* _Selected excerpt_:
[Start]

Wow, it has been a crazy year all over. We don't normally get much snow, about a few miles up behind us the mountain does. We had a couple weeks of not breaking 25 during the day; now it's suppose to be almost 50 today!


----------



## RedGate (Dec 7, 2012)

They just ruled the storm that hit us WAS a tornado!! Eeeep :O We estimate 30-40 trees down on our 8 acre property, our neighbor lost the rough to his barn. It's a mess out here... And we had absolutely no warning of it. The weather reports just kept saying strong winds and thunderstorm... Thing is I heard a roar and crashing sounds- realized now it was the trees in the front yard. Next time we hear that we will be in the closet! Hopefully their will be no next time though. Glad everyone else is ok!


----------



## animalfamily (Nov 23, 2012)

Glad to hear everyones' alright. Sorry to here you all had to go through that. We have lived all our life in "tornado alley" and you still never get used it. We live very close to Joplin Mo., now famous for the 2011 tornado. We pay a lot closer attention to weather alerts these days. 
My daughter said the other day: "Tornado warnings in January, WTH?"
70 degrees one day, 25 the next???
Hopefully, all is past for now. Thinking positive thoughts for you to get your power back on soon!!
Take care everyone and you are in our thoughts and prayers!!


----------

[End]

* _Listed entries_:
[Start]

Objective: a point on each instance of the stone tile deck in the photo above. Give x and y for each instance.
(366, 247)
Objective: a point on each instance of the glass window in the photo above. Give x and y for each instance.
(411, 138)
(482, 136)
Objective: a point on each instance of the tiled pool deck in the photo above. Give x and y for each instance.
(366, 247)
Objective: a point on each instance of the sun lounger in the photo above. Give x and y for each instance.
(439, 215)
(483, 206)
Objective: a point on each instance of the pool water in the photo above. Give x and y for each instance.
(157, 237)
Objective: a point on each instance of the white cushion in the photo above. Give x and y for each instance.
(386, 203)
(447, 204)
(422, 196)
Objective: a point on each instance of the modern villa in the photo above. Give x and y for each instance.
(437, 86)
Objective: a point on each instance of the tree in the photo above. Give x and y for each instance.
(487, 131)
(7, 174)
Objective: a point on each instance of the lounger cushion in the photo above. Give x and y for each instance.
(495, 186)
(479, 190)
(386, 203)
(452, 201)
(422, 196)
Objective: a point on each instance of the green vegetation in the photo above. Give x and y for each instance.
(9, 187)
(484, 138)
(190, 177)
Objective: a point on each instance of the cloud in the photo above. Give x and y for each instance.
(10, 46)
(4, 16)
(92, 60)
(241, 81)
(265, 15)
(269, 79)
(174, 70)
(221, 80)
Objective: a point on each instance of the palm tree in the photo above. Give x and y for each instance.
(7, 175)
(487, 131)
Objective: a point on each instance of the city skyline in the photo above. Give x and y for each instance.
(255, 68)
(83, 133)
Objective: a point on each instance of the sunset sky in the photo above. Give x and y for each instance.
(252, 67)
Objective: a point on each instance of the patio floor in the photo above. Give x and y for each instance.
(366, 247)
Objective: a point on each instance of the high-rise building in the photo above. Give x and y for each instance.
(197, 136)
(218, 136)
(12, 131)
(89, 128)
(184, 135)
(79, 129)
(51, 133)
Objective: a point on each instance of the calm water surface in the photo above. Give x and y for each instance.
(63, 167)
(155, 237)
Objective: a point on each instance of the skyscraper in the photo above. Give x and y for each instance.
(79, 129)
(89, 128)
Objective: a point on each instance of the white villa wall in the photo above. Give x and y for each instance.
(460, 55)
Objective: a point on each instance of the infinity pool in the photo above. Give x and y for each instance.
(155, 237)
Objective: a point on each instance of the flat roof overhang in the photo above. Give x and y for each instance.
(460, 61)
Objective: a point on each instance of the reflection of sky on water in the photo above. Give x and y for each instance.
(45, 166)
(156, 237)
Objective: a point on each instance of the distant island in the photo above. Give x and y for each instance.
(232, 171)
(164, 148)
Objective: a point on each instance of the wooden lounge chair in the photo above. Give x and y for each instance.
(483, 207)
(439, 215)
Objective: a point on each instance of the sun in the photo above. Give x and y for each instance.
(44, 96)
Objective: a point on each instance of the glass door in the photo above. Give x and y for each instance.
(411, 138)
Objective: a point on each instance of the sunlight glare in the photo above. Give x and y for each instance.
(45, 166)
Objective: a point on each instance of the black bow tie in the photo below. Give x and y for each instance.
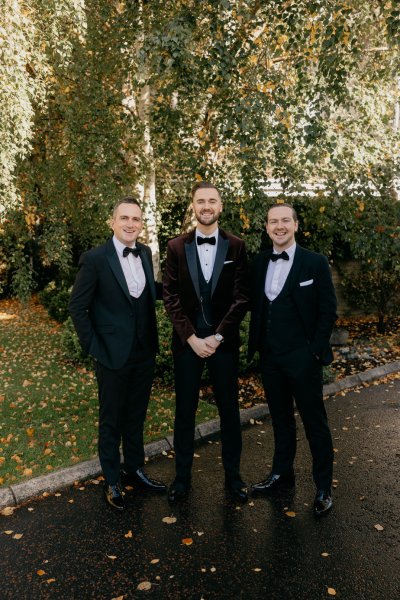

[End]

* _Complete the following_:
1. In the storm thread, rewrite the passage between "Glad to hear" and "25 the next???", inclusive, replacing "weather alerts" with "storm warnings".
2. In the storm thread, why does RedGate say the family will be in the closet the next time they hear that sound?

* _List of solutions_:
1.
Glad to hear everyones' alright. Sorry to here you all had to go through that. We have lived all our life in "tornado alley" and you still never get used it. We live very close to Joplin Mo., now famous for the 2011 tornado. We pay a lot closer attention to storm warnings these days. 
My daughter said the other day: "Tornado warnings in January, WTH?"
70 degrees one day, 25 the next???

2. During the storm, RedGate heard a roar and crashing sounds. They later realized these came from the trees in the front yard coming down, and the storm has now been ruled a tornado. They also had no warning, because the weather reports mentioned only strong winds and thunderstorms.